*Assigned task*
Every entry must appear in the answer exactly as written.

(Referring expression pointing data)
+===+

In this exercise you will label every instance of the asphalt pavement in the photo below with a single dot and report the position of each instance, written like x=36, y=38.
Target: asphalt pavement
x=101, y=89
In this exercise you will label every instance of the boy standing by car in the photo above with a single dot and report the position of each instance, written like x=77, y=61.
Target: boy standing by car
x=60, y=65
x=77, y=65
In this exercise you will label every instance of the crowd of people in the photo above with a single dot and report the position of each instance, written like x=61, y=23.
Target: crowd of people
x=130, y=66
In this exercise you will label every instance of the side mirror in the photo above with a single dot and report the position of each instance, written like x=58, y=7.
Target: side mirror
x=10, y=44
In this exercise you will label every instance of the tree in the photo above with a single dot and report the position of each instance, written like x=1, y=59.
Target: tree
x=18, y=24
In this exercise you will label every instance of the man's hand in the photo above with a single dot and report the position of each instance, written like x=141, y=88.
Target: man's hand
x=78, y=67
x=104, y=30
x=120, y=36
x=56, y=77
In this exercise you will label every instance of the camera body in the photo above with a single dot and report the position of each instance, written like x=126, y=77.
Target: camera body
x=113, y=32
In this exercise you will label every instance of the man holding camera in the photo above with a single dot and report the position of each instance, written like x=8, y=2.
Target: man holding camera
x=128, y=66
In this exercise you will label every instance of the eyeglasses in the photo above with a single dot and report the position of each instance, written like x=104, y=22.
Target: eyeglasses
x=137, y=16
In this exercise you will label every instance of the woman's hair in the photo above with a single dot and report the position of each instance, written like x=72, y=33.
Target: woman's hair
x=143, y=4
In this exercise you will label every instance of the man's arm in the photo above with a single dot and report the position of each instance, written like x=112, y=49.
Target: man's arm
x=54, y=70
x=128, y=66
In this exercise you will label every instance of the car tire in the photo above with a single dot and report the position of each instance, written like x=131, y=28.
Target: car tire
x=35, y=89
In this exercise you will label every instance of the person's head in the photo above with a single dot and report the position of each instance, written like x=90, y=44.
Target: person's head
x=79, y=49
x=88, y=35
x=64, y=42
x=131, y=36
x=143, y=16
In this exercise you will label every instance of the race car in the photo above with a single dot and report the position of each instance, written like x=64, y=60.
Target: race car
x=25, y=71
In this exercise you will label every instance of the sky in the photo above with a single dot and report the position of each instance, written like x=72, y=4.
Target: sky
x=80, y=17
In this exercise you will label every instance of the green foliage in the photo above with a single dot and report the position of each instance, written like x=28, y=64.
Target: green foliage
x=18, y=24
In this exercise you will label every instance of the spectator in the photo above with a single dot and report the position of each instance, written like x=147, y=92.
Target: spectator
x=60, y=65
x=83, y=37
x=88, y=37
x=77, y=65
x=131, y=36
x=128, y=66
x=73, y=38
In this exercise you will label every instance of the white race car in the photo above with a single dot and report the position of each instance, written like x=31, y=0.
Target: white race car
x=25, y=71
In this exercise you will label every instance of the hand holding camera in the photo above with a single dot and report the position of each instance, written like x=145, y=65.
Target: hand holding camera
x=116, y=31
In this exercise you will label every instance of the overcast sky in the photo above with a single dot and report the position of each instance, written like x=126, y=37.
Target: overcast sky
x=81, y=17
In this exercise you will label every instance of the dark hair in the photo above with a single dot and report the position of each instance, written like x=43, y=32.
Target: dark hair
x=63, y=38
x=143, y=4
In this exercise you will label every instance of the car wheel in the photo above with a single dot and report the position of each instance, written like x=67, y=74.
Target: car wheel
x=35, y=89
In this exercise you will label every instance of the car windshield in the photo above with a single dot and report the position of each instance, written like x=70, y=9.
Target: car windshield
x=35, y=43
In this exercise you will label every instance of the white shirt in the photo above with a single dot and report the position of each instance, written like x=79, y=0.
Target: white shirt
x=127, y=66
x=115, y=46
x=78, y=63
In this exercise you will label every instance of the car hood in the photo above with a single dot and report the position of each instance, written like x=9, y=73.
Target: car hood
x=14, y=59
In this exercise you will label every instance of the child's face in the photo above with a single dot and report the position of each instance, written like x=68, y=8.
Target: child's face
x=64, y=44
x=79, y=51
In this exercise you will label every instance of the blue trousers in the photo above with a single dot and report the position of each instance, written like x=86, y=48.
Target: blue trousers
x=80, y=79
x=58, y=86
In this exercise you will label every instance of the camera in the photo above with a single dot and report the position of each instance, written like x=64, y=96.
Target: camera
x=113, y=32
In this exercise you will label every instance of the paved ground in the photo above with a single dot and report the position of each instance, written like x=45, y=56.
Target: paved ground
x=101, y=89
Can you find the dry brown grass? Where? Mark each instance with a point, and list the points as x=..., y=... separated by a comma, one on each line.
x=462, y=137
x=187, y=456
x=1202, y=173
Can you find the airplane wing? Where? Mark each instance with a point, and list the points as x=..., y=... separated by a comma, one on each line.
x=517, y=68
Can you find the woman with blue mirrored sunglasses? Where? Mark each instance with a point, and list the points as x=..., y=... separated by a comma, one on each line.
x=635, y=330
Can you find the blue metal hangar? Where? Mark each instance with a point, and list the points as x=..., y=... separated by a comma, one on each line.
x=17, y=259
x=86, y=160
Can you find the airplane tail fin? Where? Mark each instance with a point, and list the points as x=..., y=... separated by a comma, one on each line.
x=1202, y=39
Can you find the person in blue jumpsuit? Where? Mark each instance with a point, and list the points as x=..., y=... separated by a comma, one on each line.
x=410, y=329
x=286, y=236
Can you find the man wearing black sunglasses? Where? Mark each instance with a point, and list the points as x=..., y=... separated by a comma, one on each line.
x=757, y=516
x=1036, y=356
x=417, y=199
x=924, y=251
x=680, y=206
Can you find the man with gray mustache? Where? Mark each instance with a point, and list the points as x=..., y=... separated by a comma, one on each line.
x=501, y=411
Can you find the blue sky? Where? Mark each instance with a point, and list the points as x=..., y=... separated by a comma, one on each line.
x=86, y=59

+===+

*Response to this exercise*
In this exercise you will label every instance of the asphalt pavement in the photo below with a single dot and report the position of each instance, written like x=36, y=38.
Target: asphalt pavement
x=101, y=89
In this exercise you will label every instance of the boy standing by car in the photo above with a single dot and report the position of each instance, written like x=77, y=61.
Target: boy standing by car
x=60, y=65
x=77, y=65
In this exercise you will label every instance of the crowd of people in the photo above with a single dot and report the position of each instance, written like x=61, y=23.
Target: crowd of people
x=130, y=66
In this exercise you will label every instance of the side mirror in the photo above with a single dot and report the position of each instance, written like x=58, y=7.
Target: side mirror
x=10, y=44
In this exercise you will label every instance of the tree in the photo above with a single dot and report the position of each instance, written like x=1, y=59.
Target: tree
x=18, y=24
In this exercise you will label every instance of the man's hand in the photo above with a single dot and report the position of each instance, written like x=141, y=88.
Target: man's hand
x=78, y=67
x=104, y=30
x=120, y=36
x=56, y=77
In this exercise you will label every instance of the camera body in the photo above with a single dot and report the position of each instance, written like x=126, y=77.
Target: camera body
x=113, y=32
In this exercise you will label every instance of the man holding camera in the photo above with a single dot and report the position of each instance, written like x=8, y=2.
Target: man holding camera
x=128, y=66
In this exercise you will label every instance of the eyeglasses in the photo above with a single dot and report the position of each instance, written like x=104, y=22.
Target: eyeglasses
x=137, y=16
In this exercise you will label every instance of the woman's hair in the photo above with a single dot and report the position of each instance, written like x=72, y=33.
Target: woman's hair
x=143, y=4
In this exercise you will label every instance of the man's arm in the photo above with a single dot and report the position of each instance, written like x=112, y=49.
Target: man's arm
x=54, y=70
x=128, y=66
In this exercise you will label every instance of the car tire in the photo above with a single dot and report the position of each instance, written like x=131, y=28.
Target: car tire
x=35, y=89
In this exercise you will label every instance of the person's head in the photo above with a single dot and report the position of each instance, written like x=90, y=44.
Target: person's head
x=79, y=49
x=88, y=35
x=64, y=42
x=131, y=36
x=143, y=16
In this exercise you will label every instance of the race car in the photo above with a single dot and report the position of each instance, written like x=64, y=60.
Target: race car
x=25, y=71
In this exercise you will label every instance of the sky in the photo above with a single dot and report the position of each instance, written like x=72, y=4.
Target: sky
x=80, y=17
In this exercise you will label every instance of the green foliage in the photo above with a single dot and report the position of each instance, written like x=28, y=64.
Target: green foliage
x=18, y=24
In this exercise you will label every instance of the spectator in the photo above with a single dot and report the position of each instance, written like x=147, y=92.
Target: spectator
x=60, y=65
x=83, y=37
x=88, y=37
x=77, y=65
x=131, y=36
x=128, y=66
x=73, y=38
In this exercise you will label every instance of the white race car in the photo above with a single dot and report the position of each instance, written like x=31, y=0.
Target: white race car
x=25, y=71
In this exercise you will label every instance of the hand holding camera in the photo above with a single dot and report the position of each instance, written like x=145, y=65.
Target: hand holding camera
x=116, y=31
In this exercise you will label every instance of the overcast sky in the photo above with a single dot and report the position of each instance, written like x=126, y=37.
Target: overcast sky
x=81, y=17
In this exercise you will label every instance of the dark hair in the photo above with a single dot and report the position of each instance, written like x=43, y=32.
Target: dark hair
x=63, y=38
x=143, y=4
In this exercise you will label every instance of the car wheel in the photo above with a single dot and report the position of each instance, written like x=67, y=74.
Target: car wheel
x=35, y=89
In this exercise you will label every instance of the car windshield in the photo above with a single dot and report the position of each instance, written like x=70, y=9.
Target: car windshield
x=35, y=43
In this exercise you will label every instance of the white shirt in the photo above with a single dot and report the position of each instance, written like x=79, y=0.
Target: white shirt
x=127, y=66
x=115, y=46
x=78, y=63
In this exercise you will label every instance of the car hood in the photo above with a single dot and report the position of each instance, written like x=9, y=73.
Target: car hood
x=14, y=59
In this exercise you will label every instance of the child's face in the photo above with a single dot and report the position of each instance, written like x=68, y=8.
Target: child's face
x=64, y=44
x=79, y=51
In this exercise you will label every instance of the blue trousers in the photo above with a single dot and report the position of each instance, written like x=86, y=48.
Target: blue trousers
x=80, y=79
x=58, y=86
In this exercise you will label every instance of the camera in the photo above with a single dot and report the position of each instance, written like x=64, y=96.
Target: camera
x=113, y=32
In this exercise you will label every instance of the paved ground in the photo above with a single dot and report the position of each instance, written like x=45, y=56.
Target: paved ground
x=101, y=89
Can you find the dry brown grass? Where? Mark each instance with a point, and list the points as x=..., y=... separated by a comma, one on each line.
x=462, y=137
x=187, y=456
x=1202, y=173
Can you find the airplane wing? Where? Mark each instance with a point, and list the points as x=..., y=... separated by a comma, one on each line.
x=517, y=68
Can you find the woman with blue mirrored sunglasses? Where? Mark each instance with a point, and list the points as x=..., y=... separated by a comma, one on each line.
x=635, y=330
Can you find the blue metal hangar? Where? Mark each instance with a point, and list the points as x=..., y=... separated by a comma, one on each line.
x=17, y=259
x=86, y=160
Can you find the airplane tail fin? Where? Mark each instance with a point, and list the points as x=..., y=... separated by a comma, one on each line.
x=1202, y=39
Can you find the person in blue jumpsuit? Where? Mark each instance with a point, and list the points as x=..., y=... separated by a comma, one on each line.
x=410, y=329
x=286, y=236
Can you find the man wearing black sunglasses? Where? Mark each instance with a point, and list the points as x=..., y=... separated by a comma, one on each line.
x=757, y=516
x=1036, y=356
x=417, y=199
x=924, y=251
x=680, y=206
Can you find the man with gray mustache? Where? Mark each instance with a point, and list the points as x=..., y=... separated by a comma, one on each line.
x=501, y=411
Can you find the blue sky? Where? Mark each instance with a point, and list the points as x=..., y=... separated by a comma, one on each line.
x=86, y=59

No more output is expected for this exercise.